变量与数据类型
从 Stata/R 到 Python —— 理解变量的本质
什么是变量?
在所有编程语言中,变量 就是用来存储数据的"容器"。
对比理解
| 概念 | Stata | R | Python |
|---|---|---|---|
| 创建变量 | gen age = 25 | age <- 25 或 age = 25 | age = 25 |
| 变量类型 | 自动推断 | 自动推断 | 自动推断 |
| 查看变量 | display age | print(age) | print(age) |
Python 变量的基本使用
1. 创建变量(赋值)
python
# 创建变量
age = 25
name = "Alice"
income = 50000.5
is_student = True
# 打印变量
print(age) # 输出: 25
print(name) # 输出: Alice
print(income) # 输出: 50000.5
print(is_student) # 输出: TruePython 的规则:
- 变量名可以包含字母、数字、下划线
- 变量名必须以字母或下划线开头
- 变量名不能包含空格或特殊字符(除了下划线)
- 变量名不能是 Python 保留字(如
if,for,class)
好的变量名:
python
student_age = 25
avg_income = 50000
is_employed = True
gdp_growth_rate = 0.03不好的变量名:
python
a = 25 # 太简短,不知道是什么
StudentAge = 25 # Python 习惯用小写+下划线
student age = 25 # 语法错误:有空格
2020_data = 100 # 语法错误:以数字开头2. 变量的重新赋值
python
# 初始值
income = 50000
print(income) # 50000
# 修改值
income = 60000
print(income) # 60000
# 基于旧值修改
income = income + 5000
print(income) # 65000
# 简写方式
income += 5000 # 等价于 income = income + 5000
print(income) # 70000对比 Stata:
stata
* Stata
gen income = 50000
replace income = 60000
replace income = income + 5000Python 的基本数据类型
1. 数值类型(Numeric)
(1) 整数(int)
python
age = 25
population = 1400000000
year = 2024
print(type(age)) # <class 'int'>(2) 浮点数(float)
python
gpa = 3.85
income = 50000.5
interest_rate = 0.05
print(type(gpa)) # <class 'float'>(3) 数值运算
python
# 基本运算
x = 10
y = 3
print(x + y) # 13 (加法)
print(x - y) # 7 (减法)
print(x * y) # 30 (乘法)
print(x / y) # 3.333... (除法,结果为浮点数)

§ 操作要求
1. 根据《变量与数据类型》一文,Python 变量名必须以什么开头?
2. 请从《变量与数据类型》一文停下的地方接着往下写。

§ 所给记录
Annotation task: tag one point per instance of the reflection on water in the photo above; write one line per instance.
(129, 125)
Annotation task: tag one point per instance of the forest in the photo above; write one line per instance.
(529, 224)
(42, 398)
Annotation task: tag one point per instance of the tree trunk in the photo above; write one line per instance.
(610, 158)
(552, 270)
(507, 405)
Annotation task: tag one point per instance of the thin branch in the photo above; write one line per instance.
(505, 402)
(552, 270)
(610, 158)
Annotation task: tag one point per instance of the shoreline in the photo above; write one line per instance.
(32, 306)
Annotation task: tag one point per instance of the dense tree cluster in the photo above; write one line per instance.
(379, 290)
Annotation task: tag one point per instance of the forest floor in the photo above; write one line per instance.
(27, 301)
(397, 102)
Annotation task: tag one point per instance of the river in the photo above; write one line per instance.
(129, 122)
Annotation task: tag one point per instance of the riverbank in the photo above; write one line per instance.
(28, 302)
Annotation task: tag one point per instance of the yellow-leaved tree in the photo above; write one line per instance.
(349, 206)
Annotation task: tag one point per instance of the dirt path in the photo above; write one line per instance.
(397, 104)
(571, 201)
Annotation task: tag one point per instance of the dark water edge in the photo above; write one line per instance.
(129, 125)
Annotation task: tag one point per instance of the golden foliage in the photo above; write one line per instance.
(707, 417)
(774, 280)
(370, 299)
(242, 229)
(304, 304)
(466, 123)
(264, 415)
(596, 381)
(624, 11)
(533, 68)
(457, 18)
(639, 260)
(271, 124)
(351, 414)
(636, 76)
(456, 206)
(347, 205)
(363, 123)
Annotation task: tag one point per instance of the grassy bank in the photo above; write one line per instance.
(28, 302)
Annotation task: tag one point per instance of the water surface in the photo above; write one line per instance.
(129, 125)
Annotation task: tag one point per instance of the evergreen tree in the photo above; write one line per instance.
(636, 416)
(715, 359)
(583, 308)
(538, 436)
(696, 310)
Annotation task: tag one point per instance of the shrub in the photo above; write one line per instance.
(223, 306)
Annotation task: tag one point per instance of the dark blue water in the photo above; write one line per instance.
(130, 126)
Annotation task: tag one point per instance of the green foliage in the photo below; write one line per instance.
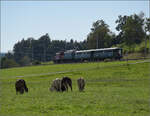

§ 各题答案
1. 字母或下划线。

2.
print(x // y) # 3 (整除)
print(x % y) # 1 (取余)
print(x ** y) # 1000 (幂运算)对比 Stata/R:
stata
* Stata
gen x = 10
gen y = 3
gen sum = x + y
gen division = x / y
gen power = x^yr
# R
x <- 10
y <- 3
sum <- x + y
division <- x / y
power <- x^y2. 字符串(String)
python
# 创建字符串(用单引号或双引号都可以)
name = "Alice"
major = 'Economics'
country = "China"
# 字符串拼接
full_name = "Alice" + " " + "Smith"
print(full_name) # Alice Smith
# 字符串重复
laugh = "ha" * 3
print(laugh) # hahaha
# 字符串长度
print(len("Hello")) # 5
# 字符串方法
text = "hello world"
print(text.upper()) # HELLO WORLD
print(text.capitalize()) # Hello world
print(text.replace("world", "Python")) # hello Python实用示例(社科场景):
python
# 创建变量标签
variable_label = "respondent_age_in_years"
cleaned_label = variable_label.replace("_", " ").title()
print(cleaned_label) # Respondent Age In Years
# 提取国家代码
country_code = "USA_2020_data"
code = country_code[:3] # USA (切片操作)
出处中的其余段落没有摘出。